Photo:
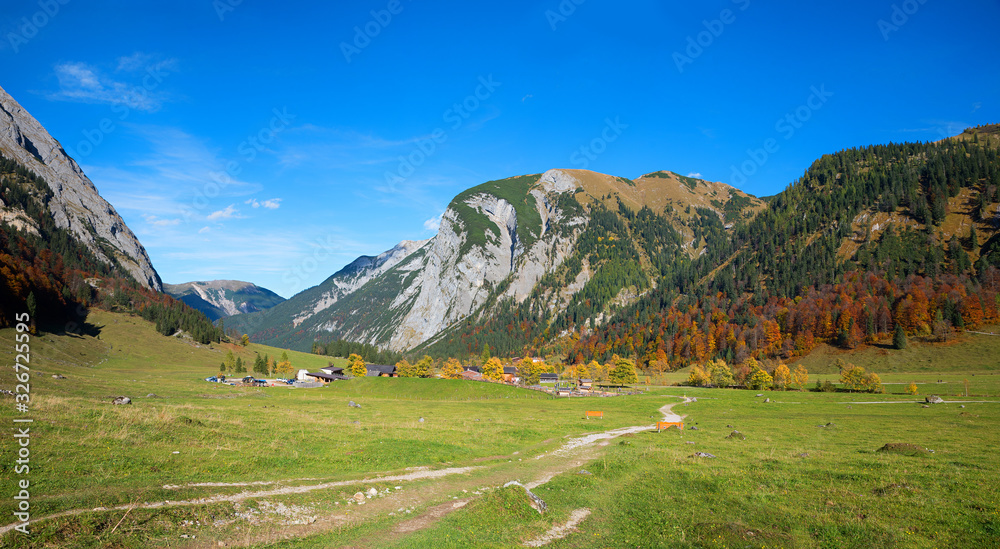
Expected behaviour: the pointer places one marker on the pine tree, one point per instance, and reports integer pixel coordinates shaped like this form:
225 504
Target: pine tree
452 369
493 370
899 338
356 365
424 367
404 369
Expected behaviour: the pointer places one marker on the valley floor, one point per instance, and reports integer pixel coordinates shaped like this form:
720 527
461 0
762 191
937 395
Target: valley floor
191 464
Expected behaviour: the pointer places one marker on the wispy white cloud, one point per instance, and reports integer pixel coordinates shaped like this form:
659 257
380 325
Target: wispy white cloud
433 224
141 90
157 222
272 204
230 212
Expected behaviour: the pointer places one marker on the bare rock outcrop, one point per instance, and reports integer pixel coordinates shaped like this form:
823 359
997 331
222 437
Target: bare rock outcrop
76 205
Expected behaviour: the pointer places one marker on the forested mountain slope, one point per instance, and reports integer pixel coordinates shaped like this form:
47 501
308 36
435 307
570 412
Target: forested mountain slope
536 242
868 239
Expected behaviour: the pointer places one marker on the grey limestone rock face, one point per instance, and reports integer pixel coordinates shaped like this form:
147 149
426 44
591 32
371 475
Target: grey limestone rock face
76 205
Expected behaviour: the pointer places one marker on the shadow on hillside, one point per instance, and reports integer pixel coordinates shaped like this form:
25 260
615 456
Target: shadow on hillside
73 326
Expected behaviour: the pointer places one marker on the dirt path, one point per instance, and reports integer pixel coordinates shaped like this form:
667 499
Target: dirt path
925 402
571 455
574 453
416 475
560 531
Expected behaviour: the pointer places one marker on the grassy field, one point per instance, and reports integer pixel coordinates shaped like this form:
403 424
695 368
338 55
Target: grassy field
791 483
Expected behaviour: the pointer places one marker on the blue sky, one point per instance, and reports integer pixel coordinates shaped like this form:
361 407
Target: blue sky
247 141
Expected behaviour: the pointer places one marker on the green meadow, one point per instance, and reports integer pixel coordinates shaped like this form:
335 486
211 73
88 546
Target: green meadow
808 473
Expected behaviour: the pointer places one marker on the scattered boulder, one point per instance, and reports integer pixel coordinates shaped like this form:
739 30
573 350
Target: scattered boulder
534 501
903 448
891 489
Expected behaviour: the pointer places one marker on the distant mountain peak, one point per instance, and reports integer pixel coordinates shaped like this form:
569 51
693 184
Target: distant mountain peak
224 298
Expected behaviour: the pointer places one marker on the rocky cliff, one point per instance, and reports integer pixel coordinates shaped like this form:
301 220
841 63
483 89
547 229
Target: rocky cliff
76 205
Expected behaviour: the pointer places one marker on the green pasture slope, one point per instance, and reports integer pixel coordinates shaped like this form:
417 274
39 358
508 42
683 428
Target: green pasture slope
180 429
791 483
794 482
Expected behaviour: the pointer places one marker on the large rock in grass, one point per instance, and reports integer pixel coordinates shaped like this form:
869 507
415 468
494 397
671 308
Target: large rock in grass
534 501
903 448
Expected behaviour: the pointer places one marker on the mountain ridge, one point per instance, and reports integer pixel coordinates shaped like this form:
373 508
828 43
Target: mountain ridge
223 298
496 242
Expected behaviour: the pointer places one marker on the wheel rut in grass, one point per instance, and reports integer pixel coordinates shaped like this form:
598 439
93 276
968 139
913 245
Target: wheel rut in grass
571 455
287 490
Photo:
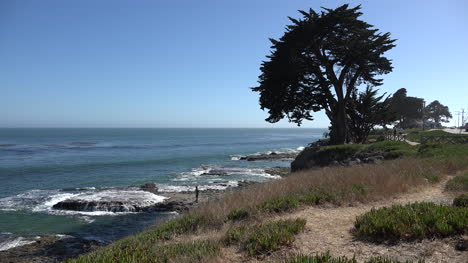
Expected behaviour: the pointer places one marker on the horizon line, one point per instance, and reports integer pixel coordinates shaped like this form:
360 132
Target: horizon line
163 128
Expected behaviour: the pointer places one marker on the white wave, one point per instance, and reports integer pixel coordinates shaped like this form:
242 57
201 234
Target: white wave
15 242
44 200
52 200
236 157
277 151
188 188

━━━━━━━━━━━━━━━━━━━━━━━━━━━━━━

▸ Task statement
Copy the listing above line for line without changing anything, but leave out the pictures.

▸ Reply
Photo:
Expected behaviour: the pointer places one marker on the pine tree, one point per instance, and reports integer pixel coordinates shaped like this form:
225 504
Target: pine tree
452 369
493 370
899 338
356 365
424 367
404 369
Expected behaviour: the pointer places one marker on the valley floor, one point per instance, and reports integer pixel coordinates shaped like this form:
720 527
461 0
762 191
937 395
Target: valley floor
191 464
Expected behaviour: the pointer places one marker on the wispy white cloud, one point per instance, and reports integer pixel coordinates shaped like this form:
659 257
380 325
Target: wispy white cloud
433 224
141 90
157 222
272 204
230 212
Expected behaviour: the pointer places one marker on the bare rock outcrop, one point per instance, and reports integer pixel coordinates shaped like this form:
823 359
997 331
222 437
Target: bare rock outcrop
76 205
Expected behaviour: the pointer places one marker on the forested mountain slope, one point per instance, and reports integer pixel coordinates shaped like this form:
47 501
308 36
435 307
570 412
Target: forested mountain slope
536 242
868 239
Expected behaviour: the pointer places one marker on the grey limestone rock face, one point per instance, and reports integer pixel coordinates shaped like this form:
147 149
426 44
591 32
371 475
Target: grey limestone rock face
76 205
Expected behaviour: the pointer places one marker on the shadow on hillside, one point per instance, and reports integer pixel coordinates shaped like this form:
25 260
615 456
Target: shadow on hillside
73 326
Expected behaviour: the pointer places one marker on the dirt path, one point per instance, and reports integer pixel coordinates shaped like this form:
667 499
Target: dirt path
925 402
571 455
574 453
416 475
560 531
Expected behaviour: the pointer places one marker on the grassy field, one point per instance, and reports integer pixel coordinates shaped like this form:
403 424
695 368
338 55
Target: grassy field
791 483
Expected behaviour: the pointer places one marker on the blue sky, one point per instance, and reports integer pixel coordinates shaped like this form:
361 407
Target: blue sky
247 141
Expected behaviour: the pointer places one marker on the green meadow, one point per instance, and reports integer pixel coordinates shaped like this form:
335 486
211 73
88 546
Target: green meadow
808 473
Expected behaviour: the pointer places one marker on the scattered boulder, one point per instance, and reports integer pixel coordinates shaped like this form:
739 30
573 350
Target: scattered boulder
534 501
903 448
891 489
Expected behaviour: the pointer places one marker on the distant mountain peak, one point per instance, and reports integer pixel coordinates shaped like this form:
569 51
693 184
Target: distant mountain peak
224 298
Expected behaviour: the pointer places one marker on the rocky cliff, one point per instance, and reports integer pixel coordinates shaped like this form:
301 220
841 63
483 89
547 229
Target: rocky cliff
76 205
Expected behaviour: the pointer places one marker on the green pasture slope, one point per instance, and reports integer pixel coordinates shaped like this form:
417 274
39 358
508 42
683 428
Target: green pasture slope
180 429
791 483
794 482
Expected behaviour: the pointer places one marker on the large rock in grass, one point per instance, and reports integer pixel coordinates shaped like this form:
869 507
415 468
494 397
671 308
Target: large rock in grass
534 501
903 448
Expected behaviour: the pointer places one marker on the mountain ridge, one point per instance, and reports integer pixel coordinates shaped like this form:
373 508
828 43
Target: mountain ridge
223 298
496 242
Expected behaviour: the pointer places one marker on the wheel rut in grass, one point per instance, and reports integer pixel coordinates shaped like this form:
598 439
93 276
968 139
913 245
Target: wheel rut in grass
571 455
287 490
Photo:
Expected behaviour: the pointer places one marker on the horizon line, one point per instance, and reports integer pixel coordinates shaped like this form:
360 132
Target: horizon line
163 128
Expected behaviour: the pointer places one marker on the white wave, one point per instance, and reports integer pixel coordinates shaped like this form:
242 57
201 234
Target: white wave
15 242
44 200
52 200
236 157
277 151
188 188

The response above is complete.